[TEXT EXCERPT — start]

A Study on the Ethnobotany of Seediq Atayal in Nantou
Thesis, Graduate Institute of
Horticulture, National Taiwan University.
In order to conserve and extend the wisdom of aborigines in using plants I investigated plants associated with the life and culture of Seediq Atayal tribe in Renai of Nantou county. Through 30 times of field inventories and interviews between July 2000 and February 2003, 4785 plant specimens, including 151 families and 1074 species, were collected and prepared. Among the collections 114 families and 443 species of plants were intimately related to the life and culture of this tribe. As to the category of use, plants were predominantly used for food and also used for hunting, architectural utensil, living utensil, medicine, agricultural material, weaving material, exchange, toy, fuel, ceremony, and musical instrument although in decreasing importance. Plants of Compositae, Gramineae and Rosaceae were more frequently utilized than those of other families. As to the diversity of use-category, 58.5% of the useful plants had only one kind and the others had more than one kind of use-category. Alnus formosana, Quercus variabilis, Eriobotrya deflexa, Pueraria montana and Styrax formosana had the highest diversity in use-category and each species had six types of uses. As to the diversity of use-item, 50.1% of the useful plants had only single kind and the others had more than one kind of use-item. Zelkova serrata had the highest diversity in use-item. There were 896 species of plants which could be called and recorded in languages of Seediq Atayal and 787 species in dialect of Towda, 616 in Truku, and 487 in Tgdaya. Seediq people identify or recognize plants by their traits, growing environment and utilized parts. Possible means of conservation and sustainable use of these plant resources are discussed.

[TEXT EXCERPT — finish]
[RECORD SET — start]

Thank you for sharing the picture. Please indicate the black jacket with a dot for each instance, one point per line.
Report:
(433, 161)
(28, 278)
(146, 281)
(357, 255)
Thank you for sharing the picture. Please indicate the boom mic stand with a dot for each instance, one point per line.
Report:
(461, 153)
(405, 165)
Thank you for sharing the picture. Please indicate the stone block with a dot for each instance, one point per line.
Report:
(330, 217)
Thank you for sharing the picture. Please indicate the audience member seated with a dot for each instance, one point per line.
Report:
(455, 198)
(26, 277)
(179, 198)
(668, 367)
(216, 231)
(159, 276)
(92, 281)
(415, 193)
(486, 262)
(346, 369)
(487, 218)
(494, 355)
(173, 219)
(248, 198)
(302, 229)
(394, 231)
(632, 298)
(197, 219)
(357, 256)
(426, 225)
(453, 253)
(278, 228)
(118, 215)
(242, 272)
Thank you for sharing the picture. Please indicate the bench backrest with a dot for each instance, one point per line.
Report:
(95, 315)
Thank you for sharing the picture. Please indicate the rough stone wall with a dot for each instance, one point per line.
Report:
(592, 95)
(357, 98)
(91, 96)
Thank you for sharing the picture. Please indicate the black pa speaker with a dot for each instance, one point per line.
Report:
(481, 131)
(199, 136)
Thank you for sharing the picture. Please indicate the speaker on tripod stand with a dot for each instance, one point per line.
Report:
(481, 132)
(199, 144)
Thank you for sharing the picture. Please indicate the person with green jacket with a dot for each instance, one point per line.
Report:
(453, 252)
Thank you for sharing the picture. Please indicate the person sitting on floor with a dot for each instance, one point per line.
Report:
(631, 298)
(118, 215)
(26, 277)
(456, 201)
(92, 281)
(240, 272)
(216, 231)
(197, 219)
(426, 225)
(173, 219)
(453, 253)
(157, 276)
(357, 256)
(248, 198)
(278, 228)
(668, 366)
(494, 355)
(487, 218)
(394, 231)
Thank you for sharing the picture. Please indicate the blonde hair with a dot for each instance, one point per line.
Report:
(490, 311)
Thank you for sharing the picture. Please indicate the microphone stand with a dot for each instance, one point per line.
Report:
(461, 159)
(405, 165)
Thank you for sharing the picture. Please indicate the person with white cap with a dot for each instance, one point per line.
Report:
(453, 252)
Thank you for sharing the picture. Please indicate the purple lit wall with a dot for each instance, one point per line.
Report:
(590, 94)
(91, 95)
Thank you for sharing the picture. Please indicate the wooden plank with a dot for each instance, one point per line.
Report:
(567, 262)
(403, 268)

[RECORD SET — finish]

### TASK BRIEF
In the Seediq Atayal ethnobotany study, which plant species had the highest diversity in use-item?

### EXERCISE ANSWER
Zelkova serrata